** Texto extraído **
_ _ _
No los une el amor, sino el espanto
La directora de El viaje de Morvern hizo una película deliberadamente áspera, incómoda, perturbadora, porque no trata sobre el amor entre madre e hijo sino, por el contrario, sobre su odio. Tilda Swinton aporta su máscara, tan gélida como expresiva.
Casi diez años después de su película inmediatamente anterior, la estimable El viaje de Morvern (2002), y después de varios proyectos frustrados, la directora escocesa Lynne Ramsay reapareció el año pasado en competencia oficial en el Festival de Cannes con Tenemos que hablar de Kevin, un film que le ganó tantos adeptos como detractores. Se entiende: Ramsay hizo una película deliberadamente áspera, incómoda, perturbadora. Y no sólo porque no trata –como suele ser habitual– sobre el amor entre madre e hijo sino, por el contrario, sobre su odio. También porque el punto de vista es el de una mujer que, por adaptarse a los dictados familiares y patriarcales, termina sintiéndose culpable de haber engendrado a un monstruo.
_ _ _
** Datos proporcionados **
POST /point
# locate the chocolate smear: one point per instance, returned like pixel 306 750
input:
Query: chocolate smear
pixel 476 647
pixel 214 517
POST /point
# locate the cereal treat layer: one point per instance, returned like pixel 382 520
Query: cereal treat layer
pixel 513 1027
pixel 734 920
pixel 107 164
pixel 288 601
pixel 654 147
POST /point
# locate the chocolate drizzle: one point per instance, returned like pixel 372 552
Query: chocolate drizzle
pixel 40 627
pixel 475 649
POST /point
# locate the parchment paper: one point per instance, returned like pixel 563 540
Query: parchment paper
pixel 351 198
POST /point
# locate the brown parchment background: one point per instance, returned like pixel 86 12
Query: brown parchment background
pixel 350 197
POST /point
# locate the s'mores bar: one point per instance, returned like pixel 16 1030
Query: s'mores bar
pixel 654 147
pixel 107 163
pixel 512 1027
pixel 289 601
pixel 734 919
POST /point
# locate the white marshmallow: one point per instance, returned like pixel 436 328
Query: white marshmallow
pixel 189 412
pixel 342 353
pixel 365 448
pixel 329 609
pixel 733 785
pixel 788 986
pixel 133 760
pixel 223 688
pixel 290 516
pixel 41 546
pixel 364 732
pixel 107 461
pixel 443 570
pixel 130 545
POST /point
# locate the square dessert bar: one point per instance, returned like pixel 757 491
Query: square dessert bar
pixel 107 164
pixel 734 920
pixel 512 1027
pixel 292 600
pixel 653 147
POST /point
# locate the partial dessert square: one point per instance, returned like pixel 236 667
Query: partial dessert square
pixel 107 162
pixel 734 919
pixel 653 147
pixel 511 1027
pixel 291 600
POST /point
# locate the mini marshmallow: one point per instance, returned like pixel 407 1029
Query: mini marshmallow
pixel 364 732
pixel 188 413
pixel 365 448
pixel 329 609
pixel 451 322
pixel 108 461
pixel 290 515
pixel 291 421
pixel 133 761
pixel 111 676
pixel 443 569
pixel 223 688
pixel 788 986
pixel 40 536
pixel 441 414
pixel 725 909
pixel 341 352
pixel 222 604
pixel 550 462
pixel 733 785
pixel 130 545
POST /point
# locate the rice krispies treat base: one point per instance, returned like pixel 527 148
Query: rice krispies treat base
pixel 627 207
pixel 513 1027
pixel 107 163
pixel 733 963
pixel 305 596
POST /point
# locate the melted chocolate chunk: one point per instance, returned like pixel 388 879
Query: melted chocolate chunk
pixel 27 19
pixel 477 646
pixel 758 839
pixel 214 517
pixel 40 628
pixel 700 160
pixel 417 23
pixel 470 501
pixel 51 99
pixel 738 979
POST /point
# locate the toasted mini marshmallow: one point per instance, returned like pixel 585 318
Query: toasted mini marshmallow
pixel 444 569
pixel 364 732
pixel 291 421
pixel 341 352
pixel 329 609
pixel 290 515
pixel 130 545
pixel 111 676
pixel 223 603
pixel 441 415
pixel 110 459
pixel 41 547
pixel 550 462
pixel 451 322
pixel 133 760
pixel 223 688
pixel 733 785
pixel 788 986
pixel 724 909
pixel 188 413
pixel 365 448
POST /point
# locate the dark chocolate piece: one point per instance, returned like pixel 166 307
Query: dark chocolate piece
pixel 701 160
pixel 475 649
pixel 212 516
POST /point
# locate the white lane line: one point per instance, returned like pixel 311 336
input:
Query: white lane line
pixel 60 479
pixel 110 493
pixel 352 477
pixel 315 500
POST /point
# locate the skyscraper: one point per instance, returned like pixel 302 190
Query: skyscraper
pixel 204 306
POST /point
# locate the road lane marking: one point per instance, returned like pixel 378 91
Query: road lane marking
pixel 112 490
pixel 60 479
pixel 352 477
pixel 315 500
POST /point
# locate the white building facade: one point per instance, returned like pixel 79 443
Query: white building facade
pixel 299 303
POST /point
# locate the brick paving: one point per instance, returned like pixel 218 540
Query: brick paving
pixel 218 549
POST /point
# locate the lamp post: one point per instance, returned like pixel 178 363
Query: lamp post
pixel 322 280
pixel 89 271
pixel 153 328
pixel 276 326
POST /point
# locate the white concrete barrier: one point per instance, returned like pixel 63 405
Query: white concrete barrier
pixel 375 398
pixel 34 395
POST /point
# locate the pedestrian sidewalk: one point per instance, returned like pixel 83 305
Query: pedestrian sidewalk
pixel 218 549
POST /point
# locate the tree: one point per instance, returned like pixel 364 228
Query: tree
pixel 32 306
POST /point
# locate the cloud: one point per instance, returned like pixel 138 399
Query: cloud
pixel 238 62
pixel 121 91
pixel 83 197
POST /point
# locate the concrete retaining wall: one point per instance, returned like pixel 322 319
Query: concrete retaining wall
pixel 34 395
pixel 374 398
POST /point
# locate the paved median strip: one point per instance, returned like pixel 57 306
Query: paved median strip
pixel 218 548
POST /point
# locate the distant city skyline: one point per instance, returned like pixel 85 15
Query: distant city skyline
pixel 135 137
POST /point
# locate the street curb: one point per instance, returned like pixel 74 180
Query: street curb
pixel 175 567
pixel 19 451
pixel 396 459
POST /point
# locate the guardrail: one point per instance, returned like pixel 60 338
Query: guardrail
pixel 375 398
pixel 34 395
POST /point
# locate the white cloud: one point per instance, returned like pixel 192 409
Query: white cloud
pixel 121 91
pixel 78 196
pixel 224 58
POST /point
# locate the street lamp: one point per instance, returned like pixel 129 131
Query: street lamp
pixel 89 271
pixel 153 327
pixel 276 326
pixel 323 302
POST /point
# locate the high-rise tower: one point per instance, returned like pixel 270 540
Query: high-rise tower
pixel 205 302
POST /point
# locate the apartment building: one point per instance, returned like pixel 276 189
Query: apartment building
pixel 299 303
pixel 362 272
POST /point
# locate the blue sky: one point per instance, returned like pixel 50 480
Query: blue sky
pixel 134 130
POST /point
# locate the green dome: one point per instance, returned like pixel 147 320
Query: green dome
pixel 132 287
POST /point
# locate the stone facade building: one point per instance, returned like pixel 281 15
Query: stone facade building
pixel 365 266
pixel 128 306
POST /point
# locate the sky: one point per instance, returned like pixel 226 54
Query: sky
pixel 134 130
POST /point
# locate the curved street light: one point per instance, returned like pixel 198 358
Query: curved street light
_ _ _
** Objetivo del ejercicio **
Reproduce literalmente el pasaje del texto extraído que comienza en las palabras "No los une el" y termina después de las palabras "gélida como expresiva.".

** Espacio de respuesta **
No los une el amor, sino el espanto
La directora de El viaje de Morvern hizo una película deliberadamente áspera, incómoda, perturbadora, porque no trata sobre el amor entre madre e hijo sino, por el contrario, sobre su odio. Tilda Swinton aporta su máscara, tan gélida como expresiva.